***** Entries supplied

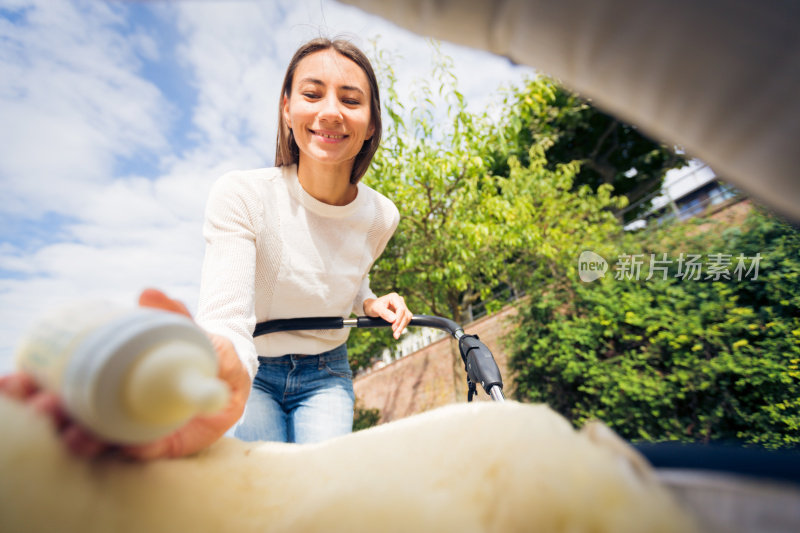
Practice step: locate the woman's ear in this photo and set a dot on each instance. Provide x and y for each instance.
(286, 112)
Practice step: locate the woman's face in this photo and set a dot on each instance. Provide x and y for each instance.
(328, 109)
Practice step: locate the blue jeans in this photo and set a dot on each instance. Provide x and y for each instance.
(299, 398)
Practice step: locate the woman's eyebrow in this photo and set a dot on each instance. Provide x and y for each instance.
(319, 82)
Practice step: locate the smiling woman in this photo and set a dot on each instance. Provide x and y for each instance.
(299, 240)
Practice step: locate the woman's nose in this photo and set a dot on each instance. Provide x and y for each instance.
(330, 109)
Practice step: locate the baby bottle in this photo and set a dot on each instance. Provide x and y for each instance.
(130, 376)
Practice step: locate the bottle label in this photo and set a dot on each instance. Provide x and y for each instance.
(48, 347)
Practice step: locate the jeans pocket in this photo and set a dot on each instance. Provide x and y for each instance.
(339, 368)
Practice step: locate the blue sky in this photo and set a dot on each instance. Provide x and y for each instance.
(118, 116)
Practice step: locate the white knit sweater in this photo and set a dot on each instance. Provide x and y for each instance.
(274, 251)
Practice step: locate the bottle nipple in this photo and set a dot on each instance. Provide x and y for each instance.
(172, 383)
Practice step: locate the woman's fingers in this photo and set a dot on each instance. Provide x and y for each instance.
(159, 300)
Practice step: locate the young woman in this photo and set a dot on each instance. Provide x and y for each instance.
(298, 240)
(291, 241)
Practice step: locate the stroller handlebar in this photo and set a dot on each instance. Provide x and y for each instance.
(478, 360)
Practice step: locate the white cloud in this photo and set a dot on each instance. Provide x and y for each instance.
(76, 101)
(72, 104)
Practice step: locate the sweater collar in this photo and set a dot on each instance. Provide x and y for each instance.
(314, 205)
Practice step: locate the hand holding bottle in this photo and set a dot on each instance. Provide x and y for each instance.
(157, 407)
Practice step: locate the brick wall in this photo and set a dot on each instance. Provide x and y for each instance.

**********
***** Entries supplied

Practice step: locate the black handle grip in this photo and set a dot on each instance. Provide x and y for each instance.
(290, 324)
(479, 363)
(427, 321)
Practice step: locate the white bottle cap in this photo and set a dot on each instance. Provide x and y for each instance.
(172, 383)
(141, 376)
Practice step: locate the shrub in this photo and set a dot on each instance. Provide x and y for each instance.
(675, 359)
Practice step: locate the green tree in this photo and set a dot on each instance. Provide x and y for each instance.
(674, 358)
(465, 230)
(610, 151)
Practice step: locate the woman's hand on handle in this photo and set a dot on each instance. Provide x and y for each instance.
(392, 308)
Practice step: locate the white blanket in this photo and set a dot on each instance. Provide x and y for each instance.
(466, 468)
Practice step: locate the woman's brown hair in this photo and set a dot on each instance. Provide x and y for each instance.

**********
***** Entries supplied

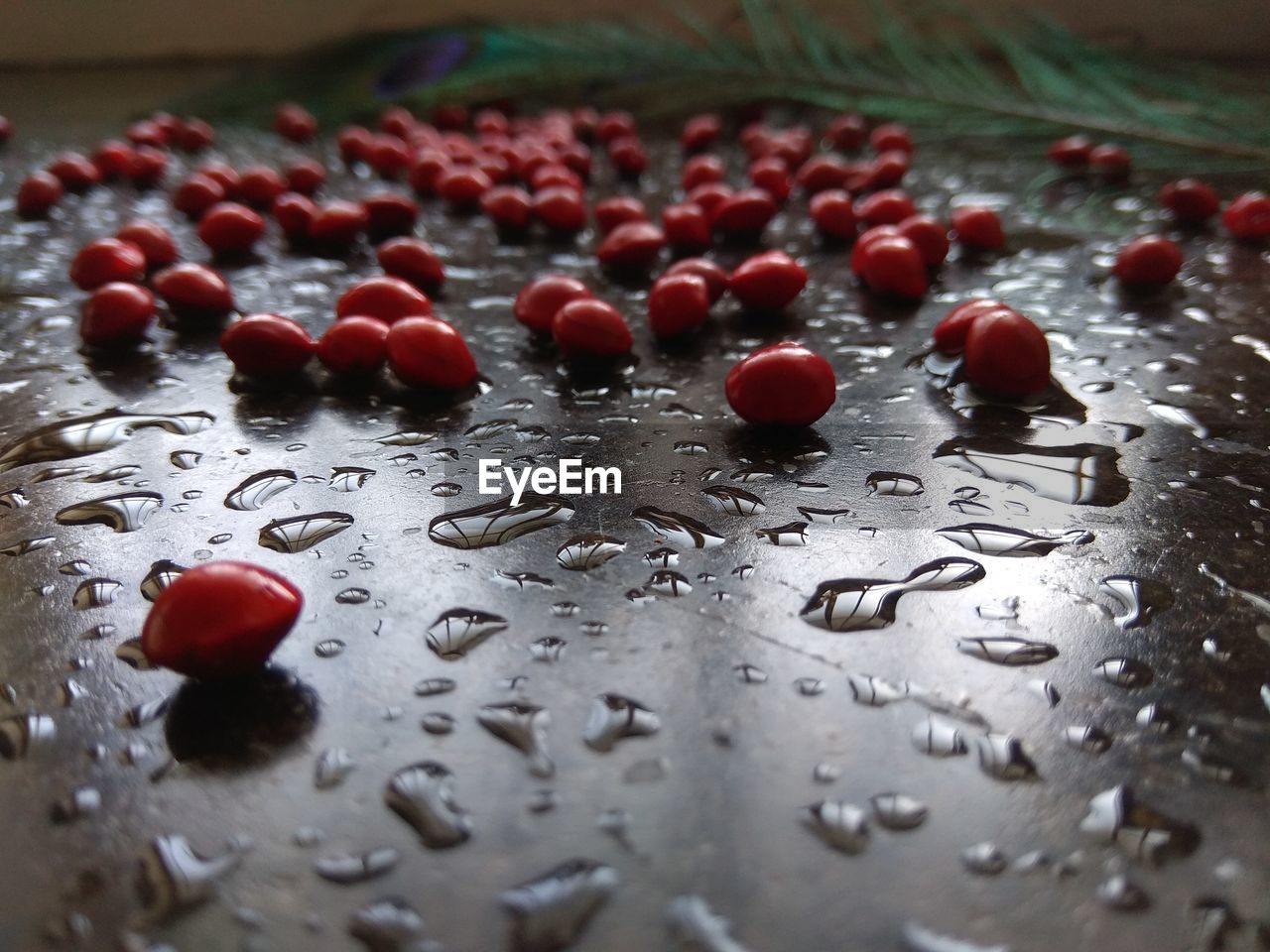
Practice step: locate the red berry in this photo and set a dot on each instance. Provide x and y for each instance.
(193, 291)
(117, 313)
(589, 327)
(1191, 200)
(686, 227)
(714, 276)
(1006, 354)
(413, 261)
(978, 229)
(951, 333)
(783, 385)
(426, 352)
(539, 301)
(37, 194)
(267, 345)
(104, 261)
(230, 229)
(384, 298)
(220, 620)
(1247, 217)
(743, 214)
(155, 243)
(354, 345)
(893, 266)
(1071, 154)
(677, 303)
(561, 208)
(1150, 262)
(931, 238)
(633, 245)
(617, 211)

**********

● Exercise description
Write out, from the lines above, only those from the line with "Practice step: locate the black" to the line with "Practice step: locate the woman's brown", exactly as given, including the first and the last.

● Result for this exercise
Practice step: locate the black handle grip in this photo and set a dot on each instance. Provide x and y for each instance.
(290, 324)
(479, 363)
(427, 321)
Practice step: locate the white bottle cap in this photo and set a dot on each instance. Provide x and y for each instance.
(172, 383)
(141, 376)
Practice step: locate the shrub in this photo and set a dot on each instance. Provide x and y for each instance.
(675, 359)
Practice step: locate the green tree in this photo and set a dot on each instance. Provide x and y for each instance.
(674, 358)
(465, 230)
(610, 151)
Practice step: locate the woman's hand on handle in this photo and set a dot on each instance. Provide x and y for each instance.
(392, 308)
Practice step: locate the white blanket in this photo and set a dot on each instance. Provide x and y for each instance.
(466, 468)
Practice step: locate the woman's brown hair in this photo and set a dot on each instance. Provide x and y for each instance.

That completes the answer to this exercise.